Record extracts:
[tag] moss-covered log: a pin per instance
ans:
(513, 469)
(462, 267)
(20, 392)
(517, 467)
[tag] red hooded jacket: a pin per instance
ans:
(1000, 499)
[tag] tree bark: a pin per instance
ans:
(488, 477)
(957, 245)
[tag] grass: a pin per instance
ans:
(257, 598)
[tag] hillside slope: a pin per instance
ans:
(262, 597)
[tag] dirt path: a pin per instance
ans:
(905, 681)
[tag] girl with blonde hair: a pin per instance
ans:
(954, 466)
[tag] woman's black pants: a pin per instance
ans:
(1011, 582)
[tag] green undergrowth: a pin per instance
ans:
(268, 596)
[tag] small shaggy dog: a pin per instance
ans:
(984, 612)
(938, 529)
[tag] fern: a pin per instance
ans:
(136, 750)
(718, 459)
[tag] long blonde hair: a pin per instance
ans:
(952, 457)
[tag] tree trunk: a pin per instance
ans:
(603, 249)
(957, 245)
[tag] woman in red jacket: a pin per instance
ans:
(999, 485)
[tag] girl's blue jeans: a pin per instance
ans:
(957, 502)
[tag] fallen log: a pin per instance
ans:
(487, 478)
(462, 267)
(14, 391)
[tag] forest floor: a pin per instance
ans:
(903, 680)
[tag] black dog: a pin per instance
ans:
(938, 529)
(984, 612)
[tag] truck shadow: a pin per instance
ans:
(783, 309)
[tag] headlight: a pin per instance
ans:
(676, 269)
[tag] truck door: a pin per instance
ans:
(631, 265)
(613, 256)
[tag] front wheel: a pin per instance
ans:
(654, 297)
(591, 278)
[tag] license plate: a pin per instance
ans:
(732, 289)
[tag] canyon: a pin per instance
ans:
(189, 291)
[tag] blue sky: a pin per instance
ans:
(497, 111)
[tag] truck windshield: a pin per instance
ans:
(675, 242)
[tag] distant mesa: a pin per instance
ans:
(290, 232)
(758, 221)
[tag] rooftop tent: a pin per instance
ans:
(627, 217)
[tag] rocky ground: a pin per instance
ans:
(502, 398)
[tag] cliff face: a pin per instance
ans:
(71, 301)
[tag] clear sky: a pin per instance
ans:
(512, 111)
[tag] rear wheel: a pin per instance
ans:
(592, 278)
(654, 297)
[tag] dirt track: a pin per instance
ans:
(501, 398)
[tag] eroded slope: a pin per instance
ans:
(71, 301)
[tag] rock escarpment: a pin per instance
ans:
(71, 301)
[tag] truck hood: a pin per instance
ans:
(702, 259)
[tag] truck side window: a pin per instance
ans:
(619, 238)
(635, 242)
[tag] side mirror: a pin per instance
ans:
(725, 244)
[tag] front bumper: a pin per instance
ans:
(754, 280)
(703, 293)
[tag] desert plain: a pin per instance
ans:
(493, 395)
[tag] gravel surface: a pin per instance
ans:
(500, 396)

Task instructions: Print all of the rows above again in the same order, copying each one character for character.

Exercise output:
[tag] moss-covered log: a pin per instance
ans:
(513, 469)
(462, 267)
(20, 392)
(517, 467)
[tag] red hooded jacket: a pin per instance
ans:
(1000, 499)
[tag] tree bark: a pin per instance
ans:
(488, 477)
(957, 245)
[tag] grass: a pin per instance
ans:
(257, 598)
[tag] hillside slope: a pin per instance
ans:
(262, 597)
[tag] dirt path: a pin per instance
ans:
(905, 681)
[tag] girl with blonde hair: a pin per instance
ans:
(954, 466)
[tag] woman's black pants: a pin per instance
ans:
(1011, 582)
[tag] green undergrowth: a pin per instance
ans:
(268, 596)
[tag] small shaggy dog: a pin per instance
ans:
(984, 612)
(938, 529)
[tag] fern: a pin per instance
ans:
(136, 750)
(718, 459)
[tag] long blonde hair: a pin per instance
ans:
(952, 457)
[tag] tree trunk: a pin per instance
ans:
(603, 249)
(957, 245)
[tag] woman in red jacket: a pin per instance
ans:
(999, 485)
[tag] girl's blue jeans: a pin per instance
ans:
(957, 502)
[tag] fallen log: a pin per instance
ans:
(487, 478)
(462, 267)
(14, 391)
[tag] forest floor: a pin per instance
ans:
(903, 680)
[tag] black dog: a pin per instance
ans:
(938, 529)
(984, 612)
[tag] truck shadow: a pin per instance
ans:
(783, 309)
[tag] headlight: a pin per instance
ans:
(676, 269)
[tag] truck door: a pin per instance
ans:
(631, 265)
(613, 256)
[tag] front wheel: a pin per instance
ans:
(654, 297)
(591, 278)
[tag] license plate: a pin per instance
ans:
(732, 289)
[tag] canyon: a pin per instance
ans:
(189, 291)
[tag] blue sky: a pin per instance
ans:
(497, 111)
[tag] truck windshield: a pin per instance
ans:
(675, 242)
[tag] distant mesa: a pin per instance
ans:
(290, 232)
(758, 221)
[tag] rooftop tent: a pin per instance
ans:
(627, 217)
[tag] rocky ground: a pin per instance
ans:
(502, 398)
[tag] cliff face: a pin per instance
ans:
(71, 301)
[tag] clear sky: a pin per instance
ans:
(512, 111)
[tag] rear wheel: a pin per instance
ans:
(592, 278)
(654, 297)
[tag] dirt track: a pin per instance
ans:
(501, 398)
[tag] eroded slope: a pin per instance
ans:
(71, 301)
[tag] rock escarpment: a pin per instance
ans:
(71, 301)
[tag] truck hood: a pin per instance
ans:
(702, 259)
[tag] truck side window: a pin per instance
ans:
(619, 238)
(635, 242)
[tag] side mirror: a pin per instance
ans:
(725, 244)
[tag] front bumper: a pin per instance
ans:
(754, 280)
(703, 293)
[tag] desert plain: a pin per instance
ans:
(493, 395)
[tag] gravel surface: a pin per instance
ans:
(500, 396)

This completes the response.